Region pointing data
——————

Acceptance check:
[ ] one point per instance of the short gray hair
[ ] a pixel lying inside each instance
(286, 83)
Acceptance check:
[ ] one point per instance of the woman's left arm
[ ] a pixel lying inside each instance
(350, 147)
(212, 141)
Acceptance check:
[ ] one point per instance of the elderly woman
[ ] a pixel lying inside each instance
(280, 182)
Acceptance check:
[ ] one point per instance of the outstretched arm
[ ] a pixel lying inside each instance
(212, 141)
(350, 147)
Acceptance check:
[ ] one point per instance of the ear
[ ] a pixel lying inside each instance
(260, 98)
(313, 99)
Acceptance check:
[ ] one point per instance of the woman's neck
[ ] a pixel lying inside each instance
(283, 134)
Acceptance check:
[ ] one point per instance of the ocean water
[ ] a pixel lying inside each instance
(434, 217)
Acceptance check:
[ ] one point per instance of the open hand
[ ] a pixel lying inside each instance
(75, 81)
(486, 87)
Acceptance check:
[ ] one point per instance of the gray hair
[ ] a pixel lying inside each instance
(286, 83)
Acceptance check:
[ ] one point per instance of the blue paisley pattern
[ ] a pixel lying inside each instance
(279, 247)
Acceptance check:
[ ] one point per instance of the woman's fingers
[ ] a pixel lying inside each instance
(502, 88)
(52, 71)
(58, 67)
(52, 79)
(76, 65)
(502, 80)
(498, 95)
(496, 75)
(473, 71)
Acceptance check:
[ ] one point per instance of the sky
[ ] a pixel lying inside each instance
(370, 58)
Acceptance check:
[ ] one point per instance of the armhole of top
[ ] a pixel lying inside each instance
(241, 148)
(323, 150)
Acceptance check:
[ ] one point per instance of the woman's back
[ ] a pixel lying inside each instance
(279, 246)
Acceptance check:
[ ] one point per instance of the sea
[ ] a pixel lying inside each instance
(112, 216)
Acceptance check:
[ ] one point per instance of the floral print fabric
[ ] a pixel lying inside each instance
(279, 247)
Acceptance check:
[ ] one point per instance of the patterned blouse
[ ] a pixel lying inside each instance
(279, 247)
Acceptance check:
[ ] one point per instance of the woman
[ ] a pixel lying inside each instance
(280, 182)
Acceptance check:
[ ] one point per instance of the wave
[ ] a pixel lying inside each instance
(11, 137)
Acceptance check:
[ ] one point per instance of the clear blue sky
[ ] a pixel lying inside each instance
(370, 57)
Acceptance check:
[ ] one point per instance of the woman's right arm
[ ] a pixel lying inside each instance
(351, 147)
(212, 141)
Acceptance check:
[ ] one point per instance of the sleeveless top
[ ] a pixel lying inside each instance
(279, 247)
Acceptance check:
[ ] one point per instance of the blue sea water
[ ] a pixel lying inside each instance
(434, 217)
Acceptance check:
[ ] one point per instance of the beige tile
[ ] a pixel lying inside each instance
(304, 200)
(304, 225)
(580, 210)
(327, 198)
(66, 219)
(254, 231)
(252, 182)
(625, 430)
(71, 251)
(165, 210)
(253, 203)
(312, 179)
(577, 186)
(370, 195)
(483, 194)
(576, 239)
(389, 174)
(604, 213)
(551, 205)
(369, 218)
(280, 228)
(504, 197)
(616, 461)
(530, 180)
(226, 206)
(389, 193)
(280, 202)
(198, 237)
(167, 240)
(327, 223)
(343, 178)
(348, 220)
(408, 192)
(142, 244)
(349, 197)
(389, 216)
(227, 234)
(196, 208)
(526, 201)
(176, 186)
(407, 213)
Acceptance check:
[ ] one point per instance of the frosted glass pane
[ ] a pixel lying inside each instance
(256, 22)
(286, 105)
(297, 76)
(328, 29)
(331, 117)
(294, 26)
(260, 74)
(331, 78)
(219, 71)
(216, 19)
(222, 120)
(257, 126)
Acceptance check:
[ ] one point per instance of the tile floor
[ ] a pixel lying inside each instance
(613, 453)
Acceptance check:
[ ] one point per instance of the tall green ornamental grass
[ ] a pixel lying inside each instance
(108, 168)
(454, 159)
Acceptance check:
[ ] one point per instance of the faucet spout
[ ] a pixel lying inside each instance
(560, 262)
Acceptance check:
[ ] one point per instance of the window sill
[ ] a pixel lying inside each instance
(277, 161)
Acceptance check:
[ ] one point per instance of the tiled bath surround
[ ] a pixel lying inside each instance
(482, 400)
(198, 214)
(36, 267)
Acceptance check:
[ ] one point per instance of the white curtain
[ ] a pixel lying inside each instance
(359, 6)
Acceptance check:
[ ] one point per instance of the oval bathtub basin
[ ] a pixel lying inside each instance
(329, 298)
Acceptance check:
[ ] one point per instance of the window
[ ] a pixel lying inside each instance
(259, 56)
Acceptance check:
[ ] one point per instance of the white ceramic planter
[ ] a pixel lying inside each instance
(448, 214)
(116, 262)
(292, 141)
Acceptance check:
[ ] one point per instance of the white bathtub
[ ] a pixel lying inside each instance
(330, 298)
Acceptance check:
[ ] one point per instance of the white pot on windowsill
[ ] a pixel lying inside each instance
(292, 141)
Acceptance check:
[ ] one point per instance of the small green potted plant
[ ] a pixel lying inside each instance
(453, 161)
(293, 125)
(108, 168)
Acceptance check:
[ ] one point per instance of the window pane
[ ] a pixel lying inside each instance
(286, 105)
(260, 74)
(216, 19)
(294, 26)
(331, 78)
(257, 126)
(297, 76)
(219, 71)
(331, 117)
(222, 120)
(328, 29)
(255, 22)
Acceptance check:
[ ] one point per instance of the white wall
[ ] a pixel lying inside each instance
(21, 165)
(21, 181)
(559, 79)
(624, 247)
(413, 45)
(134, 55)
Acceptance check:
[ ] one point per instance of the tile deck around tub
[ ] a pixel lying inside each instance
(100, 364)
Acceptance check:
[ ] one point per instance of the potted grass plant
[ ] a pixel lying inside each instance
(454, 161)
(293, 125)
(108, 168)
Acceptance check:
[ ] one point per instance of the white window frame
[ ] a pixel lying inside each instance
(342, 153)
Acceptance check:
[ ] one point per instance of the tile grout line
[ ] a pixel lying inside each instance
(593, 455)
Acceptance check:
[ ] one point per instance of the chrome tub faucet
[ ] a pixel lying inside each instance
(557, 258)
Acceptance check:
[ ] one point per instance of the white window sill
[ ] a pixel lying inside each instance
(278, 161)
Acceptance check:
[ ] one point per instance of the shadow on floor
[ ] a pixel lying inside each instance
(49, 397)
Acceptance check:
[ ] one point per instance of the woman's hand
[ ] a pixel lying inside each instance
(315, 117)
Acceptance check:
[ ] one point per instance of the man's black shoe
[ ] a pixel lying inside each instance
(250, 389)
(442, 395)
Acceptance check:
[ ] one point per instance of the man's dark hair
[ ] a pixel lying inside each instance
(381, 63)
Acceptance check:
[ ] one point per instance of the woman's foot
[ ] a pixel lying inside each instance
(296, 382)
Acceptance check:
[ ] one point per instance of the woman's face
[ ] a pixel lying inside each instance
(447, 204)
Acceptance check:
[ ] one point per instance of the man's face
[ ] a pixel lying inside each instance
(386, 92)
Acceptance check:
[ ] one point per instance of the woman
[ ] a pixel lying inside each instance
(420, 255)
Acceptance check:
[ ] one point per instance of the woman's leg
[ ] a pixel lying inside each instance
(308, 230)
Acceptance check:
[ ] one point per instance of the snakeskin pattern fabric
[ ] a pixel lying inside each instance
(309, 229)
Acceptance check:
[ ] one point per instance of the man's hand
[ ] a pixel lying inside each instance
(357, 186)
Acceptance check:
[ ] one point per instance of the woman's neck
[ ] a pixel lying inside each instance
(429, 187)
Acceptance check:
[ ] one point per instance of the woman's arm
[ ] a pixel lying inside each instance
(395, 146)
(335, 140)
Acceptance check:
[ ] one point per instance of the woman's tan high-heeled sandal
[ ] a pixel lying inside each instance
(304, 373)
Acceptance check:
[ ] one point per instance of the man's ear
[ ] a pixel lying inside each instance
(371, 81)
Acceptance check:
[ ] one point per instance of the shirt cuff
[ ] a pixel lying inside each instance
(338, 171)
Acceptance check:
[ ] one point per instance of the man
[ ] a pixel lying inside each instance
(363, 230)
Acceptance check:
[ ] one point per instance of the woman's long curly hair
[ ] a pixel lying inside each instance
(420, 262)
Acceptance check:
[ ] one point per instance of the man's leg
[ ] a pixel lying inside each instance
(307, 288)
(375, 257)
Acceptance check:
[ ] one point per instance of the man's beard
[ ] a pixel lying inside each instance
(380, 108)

——————

Scan the records above. Return every line with "potted" in it.

* Written answer:
[ ] one point per instance of the small green potted plant
[ ] one point per instance of the potted grass plant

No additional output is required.